BRANO FORNITO >>
○ ○ ○ ○ ○ ○ ○

Chiudere gli occhi e
aprirli quando tutto è finito. Come se fosse stato solo un brutto sogno da
lasciarci rapidamente alle spalle. Scrollarci di dosso la sonnolenza per
tornare a quella normalità che ci è stata tolta troppo velocemente da rendercene
conto. È un’idea allettante. E tutte le idee allettanti diventano rapidamente
idee che si possono vendere.
Quindi non sorprende che
la parola “ibernazione” e sinonimi come “pausa” stiano
guadagnando sempre più importanza nei discorsi istituzionali e nei titoli dei
giornali. Ibernazione … Dicesi dello stato di profonda letargia in cui
funzioniamo al minimo delle nostre capacità per recuperarci poi quando i tempi
saranno più favorevoli.
Eppure non siamo in letargo.
Tantomeno la vita è in pausa. Dietro le porte chiuse che si affacciano sulle
strade deserte – in parte tranquille e in parte inquietanti – la vita è più
intensa di prima. In questo stato di paralisi presunta, si delinea una delle
esperienze emotive più difficili e incerte che abbiamo affrontato negli ultimi
tempi. Non possiamo ignorarlo.
I due errori più gravi che possiamo fare
Le parole scelte per
dare forma alla narrativa – ufficiale e individuale – su ciò che ci sta accadendo,
sono importanti. Non possiamo dimenticare che, per fortuna o per disgrazia,
ripetere una parola come un mantra non è sufficiente per farla diventare
realtà.

○ ○ ○ ○ ○ ○ ○

ESERCIZIO SCRITTO A >> Riscriva in forma di elenco puntato il paragrafo del brano fornito che inizia con «Eppure non siamo in letargo», conservandone i fatti principali.

○ ○ ○ ○ ○ ○ ○

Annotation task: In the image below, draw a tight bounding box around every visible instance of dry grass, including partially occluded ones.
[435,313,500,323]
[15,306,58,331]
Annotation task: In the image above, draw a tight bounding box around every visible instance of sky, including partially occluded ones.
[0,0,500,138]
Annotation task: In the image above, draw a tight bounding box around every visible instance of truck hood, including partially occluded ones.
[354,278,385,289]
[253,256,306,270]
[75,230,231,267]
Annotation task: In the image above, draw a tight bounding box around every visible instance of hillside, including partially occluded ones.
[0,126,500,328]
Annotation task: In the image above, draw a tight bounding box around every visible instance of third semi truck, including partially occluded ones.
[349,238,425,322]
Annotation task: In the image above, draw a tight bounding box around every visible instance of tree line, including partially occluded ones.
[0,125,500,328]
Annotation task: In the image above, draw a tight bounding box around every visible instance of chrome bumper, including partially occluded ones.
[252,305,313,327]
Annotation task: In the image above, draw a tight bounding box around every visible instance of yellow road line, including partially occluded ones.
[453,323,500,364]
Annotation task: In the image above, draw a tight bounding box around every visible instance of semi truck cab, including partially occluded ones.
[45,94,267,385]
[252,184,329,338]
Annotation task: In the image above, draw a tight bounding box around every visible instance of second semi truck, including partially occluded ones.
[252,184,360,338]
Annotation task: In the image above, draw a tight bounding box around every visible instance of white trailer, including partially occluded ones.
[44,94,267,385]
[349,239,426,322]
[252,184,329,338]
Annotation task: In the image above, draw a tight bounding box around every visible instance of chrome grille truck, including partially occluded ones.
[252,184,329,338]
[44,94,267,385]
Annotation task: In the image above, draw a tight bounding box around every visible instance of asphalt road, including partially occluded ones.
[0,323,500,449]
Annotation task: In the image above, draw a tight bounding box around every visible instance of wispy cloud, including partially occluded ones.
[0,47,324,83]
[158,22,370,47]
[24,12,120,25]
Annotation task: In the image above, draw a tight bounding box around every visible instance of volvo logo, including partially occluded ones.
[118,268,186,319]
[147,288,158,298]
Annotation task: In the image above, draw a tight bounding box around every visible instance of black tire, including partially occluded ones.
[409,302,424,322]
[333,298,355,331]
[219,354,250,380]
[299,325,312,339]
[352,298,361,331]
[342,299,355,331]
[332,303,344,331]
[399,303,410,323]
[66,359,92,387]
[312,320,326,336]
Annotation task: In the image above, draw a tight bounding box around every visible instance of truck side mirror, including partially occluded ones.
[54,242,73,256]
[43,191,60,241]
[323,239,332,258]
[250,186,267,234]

○ ○ ○ ○ ○ ○ ○

ESERCIZIO SCRITTO B >> Trascriva fedelmente le righe dell'elenco comprese tra quella che contiene «third semi truck, including partially occluded ones.» e quella che contiene «[312,320,326,336]», entrambe incluse.

RISULTATO DELL'ESERCIZIO A >>
- Non siamo in letargo e la vita non è in pausa.
- Dietro le porte chiuse che danno su strade deserte, in parte tranquille e in parte inquietanti, la vita è più intensa di prima.
- In questo stato di presunta paralisi si delinea una delle esperienze emotive più difficili e incerte affrontate negli ultimi tempi.
- Non possiamo ignorarlo.

RISULTATO DELL'ESERCIZIO B >>
Annotation task: In the image above, draw a tight bounding box around every visible instance of third semi truck, including partially occluded ones.
[349,238,425,322]
Annotation task: In the image above, draw a tight bounding box around every visible instance of tree line, including partially occluded ones.
[0,125,500,328]
Annotation task: In the image above, draw a tight bounding box around every visible instance of chrome bumper, including partially occluded ones.
[252,305,313,327]
Annotation task: In the image above, draw a tight bounding box around every visible instance of yellow road line, including partially occluded ones.
[453,323,500,364]
Annotation task: In the image above, draw a tight bounding box around every visible instance of semi truck cab, including partially occluded ones.
[45,94,267,385]
[252,184,329,338]
Annotation task: In the image above, draw a tight bounding box around every visible instance of second semi truck, including partially occluded ones.
[252,184,360,338]
Annotation task: In the image above, draw a tight bounding box around every visible instance of white trailer, including partially occluded ones.
[44,94,267,385]
[349,239,426,322]
[252,184,329,338]
Annotation task: In the image above, draw a tight bounding box around every visible instance of chrome grille truck, including partially occluded ones.
[252,184,329,338]
[44,94,267,385]
Annotation task: In the image above, draw a tight bounding box around every visible instance of asphalt road, including partially occluded ones.
[0,323,500,449]
Annotation task: In the image above, draw a tight bounding box around every visible instance of wispy cloud, including partially occluded ones.
[0,47,324,83]
[158,22,370,47]
[24,12,120,25]
Annotation task: In the image above, draw a tight bounding box around every visible instance of volvo logo, including partially occluded ones.
[118,268,186,319]
[147,288,158,298]
Annotation task: In the image above, draw a tight bounding box around every visible instance of black tire, including partially occluded ones.
[409,302,424,322]
[333,298,355,331]
[219,354,250,380]
[299,325,312,339]
[352,298,361,331]
[342,299,355,331]
[332,303,344,331]
[399,303,410,323]
[66,359,92,387]
[312,320,326,336]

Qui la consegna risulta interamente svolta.